## HOW TO COMPLETE THIS TASK:
Find every line in the entries that holds the string "below" and report it.

Saved entries:
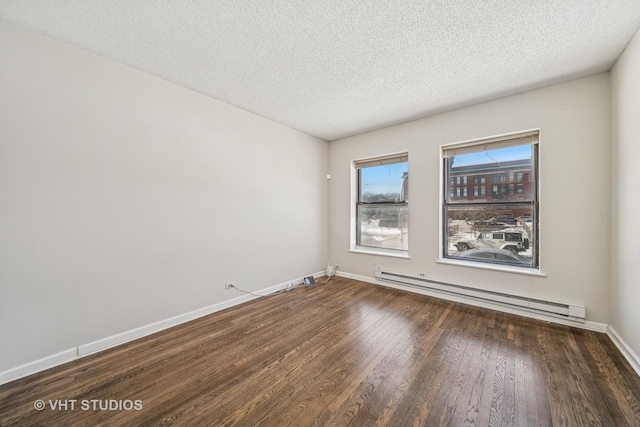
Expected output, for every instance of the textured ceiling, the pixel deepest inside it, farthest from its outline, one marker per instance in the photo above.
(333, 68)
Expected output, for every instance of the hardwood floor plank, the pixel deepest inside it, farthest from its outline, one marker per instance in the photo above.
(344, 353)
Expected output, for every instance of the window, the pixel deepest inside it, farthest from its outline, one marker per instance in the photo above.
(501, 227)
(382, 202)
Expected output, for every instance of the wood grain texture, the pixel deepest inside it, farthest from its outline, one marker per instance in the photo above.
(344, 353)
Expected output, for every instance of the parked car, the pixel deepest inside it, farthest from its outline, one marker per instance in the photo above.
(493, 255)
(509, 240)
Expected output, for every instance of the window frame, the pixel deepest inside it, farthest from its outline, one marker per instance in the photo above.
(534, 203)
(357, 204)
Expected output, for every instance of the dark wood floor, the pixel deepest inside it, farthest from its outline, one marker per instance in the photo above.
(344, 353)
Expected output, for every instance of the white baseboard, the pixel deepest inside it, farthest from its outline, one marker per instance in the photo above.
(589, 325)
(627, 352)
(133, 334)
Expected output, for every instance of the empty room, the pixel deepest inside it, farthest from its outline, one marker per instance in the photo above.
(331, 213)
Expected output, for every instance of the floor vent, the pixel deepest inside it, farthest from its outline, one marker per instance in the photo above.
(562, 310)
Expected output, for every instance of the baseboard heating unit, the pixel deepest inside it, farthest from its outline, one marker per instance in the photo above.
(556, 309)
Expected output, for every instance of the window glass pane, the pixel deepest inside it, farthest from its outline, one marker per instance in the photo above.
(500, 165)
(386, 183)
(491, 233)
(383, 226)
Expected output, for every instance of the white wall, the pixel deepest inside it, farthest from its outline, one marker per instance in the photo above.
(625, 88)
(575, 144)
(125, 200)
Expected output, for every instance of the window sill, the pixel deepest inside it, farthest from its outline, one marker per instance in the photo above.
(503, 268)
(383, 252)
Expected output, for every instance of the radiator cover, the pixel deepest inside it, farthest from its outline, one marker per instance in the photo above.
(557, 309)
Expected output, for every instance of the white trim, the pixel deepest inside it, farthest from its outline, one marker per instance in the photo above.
--
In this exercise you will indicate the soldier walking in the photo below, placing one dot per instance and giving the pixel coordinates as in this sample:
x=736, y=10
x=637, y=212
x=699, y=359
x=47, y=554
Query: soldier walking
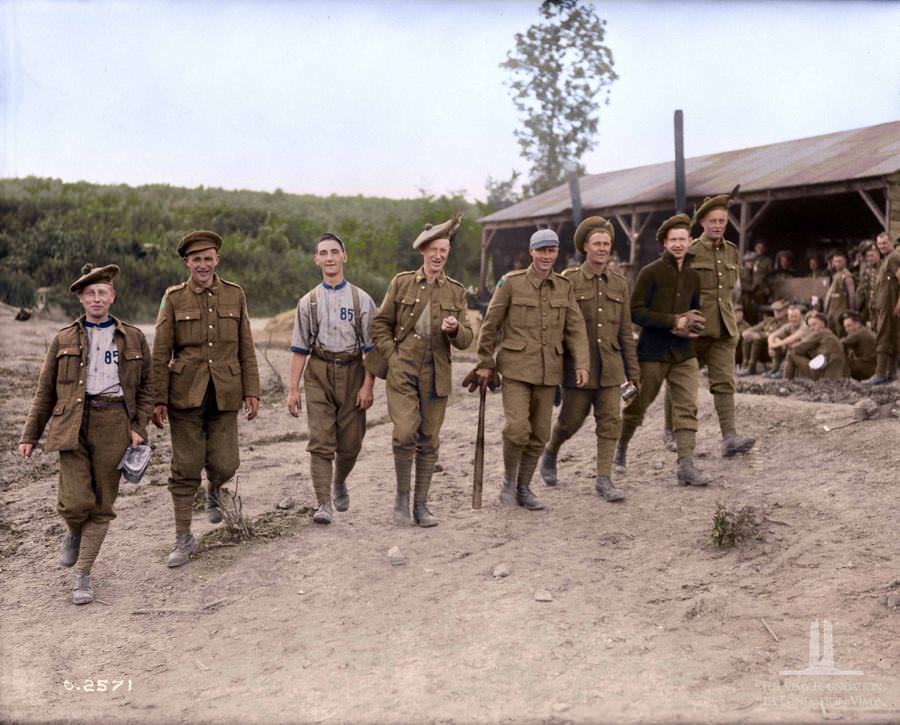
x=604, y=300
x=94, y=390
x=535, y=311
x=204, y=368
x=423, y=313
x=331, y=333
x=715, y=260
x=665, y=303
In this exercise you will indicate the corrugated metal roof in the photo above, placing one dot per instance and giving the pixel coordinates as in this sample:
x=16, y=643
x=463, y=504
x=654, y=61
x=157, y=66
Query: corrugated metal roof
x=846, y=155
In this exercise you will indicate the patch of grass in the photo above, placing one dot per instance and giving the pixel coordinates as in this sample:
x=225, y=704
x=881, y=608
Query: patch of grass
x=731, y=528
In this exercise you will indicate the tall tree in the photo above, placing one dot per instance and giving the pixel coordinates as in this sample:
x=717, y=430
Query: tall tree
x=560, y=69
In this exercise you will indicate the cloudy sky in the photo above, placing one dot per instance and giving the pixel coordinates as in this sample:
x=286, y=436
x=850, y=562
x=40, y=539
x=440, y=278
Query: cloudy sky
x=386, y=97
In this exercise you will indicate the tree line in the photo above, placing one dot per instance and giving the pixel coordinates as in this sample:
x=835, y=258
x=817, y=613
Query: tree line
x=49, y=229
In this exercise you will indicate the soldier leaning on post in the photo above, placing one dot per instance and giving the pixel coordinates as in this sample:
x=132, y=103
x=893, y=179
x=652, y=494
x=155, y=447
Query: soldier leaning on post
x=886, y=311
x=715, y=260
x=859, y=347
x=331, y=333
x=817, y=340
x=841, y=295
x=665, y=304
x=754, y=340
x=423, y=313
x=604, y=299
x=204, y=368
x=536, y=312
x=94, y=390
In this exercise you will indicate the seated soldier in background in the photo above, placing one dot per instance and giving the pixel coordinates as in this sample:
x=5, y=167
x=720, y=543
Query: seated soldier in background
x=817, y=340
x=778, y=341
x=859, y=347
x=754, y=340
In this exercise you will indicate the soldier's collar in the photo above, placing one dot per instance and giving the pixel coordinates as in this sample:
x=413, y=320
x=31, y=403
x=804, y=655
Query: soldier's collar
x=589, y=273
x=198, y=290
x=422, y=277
* * *
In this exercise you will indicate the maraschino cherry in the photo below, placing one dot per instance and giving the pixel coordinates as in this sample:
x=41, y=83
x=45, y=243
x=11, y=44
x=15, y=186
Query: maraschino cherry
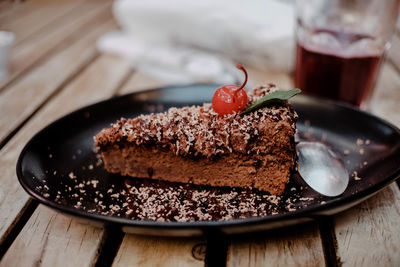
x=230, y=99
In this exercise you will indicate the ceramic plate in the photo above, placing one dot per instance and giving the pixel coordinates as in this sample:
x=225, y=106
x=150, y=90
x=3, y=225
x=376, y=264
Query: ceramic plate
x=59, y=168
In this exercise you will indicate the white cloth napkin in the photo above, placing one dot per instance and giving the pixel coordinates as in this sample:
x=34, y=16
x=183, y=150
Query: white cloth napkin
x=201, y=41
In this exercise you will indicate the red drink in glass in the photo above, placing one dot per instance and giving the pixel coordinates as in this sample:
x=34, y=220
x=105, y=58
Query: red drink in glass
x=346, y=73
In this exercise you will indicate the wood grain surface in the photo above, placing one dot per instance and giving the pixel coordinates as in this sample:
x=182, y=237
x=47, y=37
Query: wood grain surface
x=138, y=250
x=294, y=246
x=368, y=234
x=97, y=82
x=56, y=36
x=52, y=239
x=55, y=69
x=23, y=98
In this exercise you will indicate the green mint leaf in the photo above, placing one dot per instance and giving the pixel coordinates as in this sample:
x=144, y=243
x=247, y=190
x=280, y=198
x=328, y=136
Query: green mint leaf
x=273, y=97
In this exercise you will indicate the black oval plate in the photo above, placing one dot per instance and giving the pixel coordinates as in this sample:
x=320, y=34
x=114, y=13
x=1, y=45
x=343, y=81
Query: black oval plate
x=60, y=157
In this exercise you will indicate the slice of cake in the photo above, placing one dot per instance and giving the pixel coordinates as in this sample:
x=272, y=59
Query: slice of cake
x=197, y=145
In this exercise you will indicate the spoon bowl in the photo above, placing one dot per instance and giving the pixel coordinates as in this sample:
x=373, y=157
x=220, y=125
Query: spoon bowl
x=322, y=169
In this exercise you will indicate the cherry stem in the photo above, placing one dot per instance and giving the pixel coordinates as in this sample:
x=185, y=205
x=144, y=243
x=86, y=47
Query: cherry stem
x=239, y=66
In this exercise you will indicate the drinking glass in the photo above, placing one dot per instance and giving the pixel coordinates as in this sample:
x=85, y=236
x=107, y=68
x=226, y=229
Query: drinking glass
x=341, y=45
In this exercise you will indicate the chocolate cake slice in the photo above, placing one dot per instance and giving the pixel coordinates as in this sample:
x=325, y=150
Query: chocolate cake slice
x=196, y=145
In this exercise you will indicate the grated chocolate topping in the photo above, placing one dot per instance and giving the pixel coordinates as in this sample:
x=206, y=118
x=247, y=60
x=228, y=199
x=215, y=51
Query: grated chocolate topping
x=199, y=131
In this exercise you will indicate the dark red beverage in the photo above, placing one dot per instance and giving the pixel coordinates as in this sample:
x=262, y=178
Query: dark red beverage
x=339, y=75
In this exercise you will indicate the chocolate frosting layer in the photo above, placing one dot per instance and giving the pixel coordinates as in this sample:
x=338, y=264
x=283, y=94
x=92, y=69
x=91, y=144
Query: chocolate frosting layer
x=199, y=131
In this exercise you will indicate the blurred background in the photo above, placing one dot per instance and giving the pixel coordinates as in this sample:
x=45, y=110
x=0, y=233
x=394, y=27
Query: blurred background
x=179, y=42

## TASK SOLUTION:
In this exercise you will indicate the soldier walking in the photo below, placing one dot per instance and giving the pixel coordinates as in this sample:
In this exercise you will indicate the maraschino cherry in the photo below, placing one dot per instance and giving the pixel coordinates as in this sample:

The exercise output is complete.